##### Source document #####

He first planned on a business career, and studied for a year at Columbia College, but in 1933 decided to quit that to pursue a singing career. He first studied at the Greenwich House Music School, and in 1935, auditioned at the Radio City Music Hall. He had hoped to become a lead singer, but Robert Weede was the reigning baritone there, and Warren was just offered a place in the choir. He sang there for the next three years, augmenting his income with the occasional radio program, wedding, or funeral, and studied with Sidney Dietch, and eventually made it to the Metropolitan Auditions of the Air in 1938. When the Radio City Music Hall refused his request for a few weeks off to prepare (he knew only a few arias and had never sung on the opera stage before), he quit, and threw himself into preparations on his own. Legend has it that at the audition, the conductor Wilfred Pelletier rushed backstage, convinced that they were playing a prank on him, and Warren was lip-synching to a Ruffo or De Luca recording.

##### Source data #####

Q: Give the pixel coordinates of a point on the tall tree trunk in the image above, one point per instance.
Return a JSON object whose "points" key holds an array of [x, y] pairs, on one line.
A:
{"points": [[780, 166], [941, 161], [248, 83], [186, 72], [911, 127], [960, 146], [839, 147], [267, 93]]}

#####

From the biographical passage on Warren's early singing career, list every person other than Warren who is mentioned by name.

> [Reply to the task]:
- Robert Weede
- Sidney Dietch
- Wilfred Pelletier
- Ruffo
- De Luca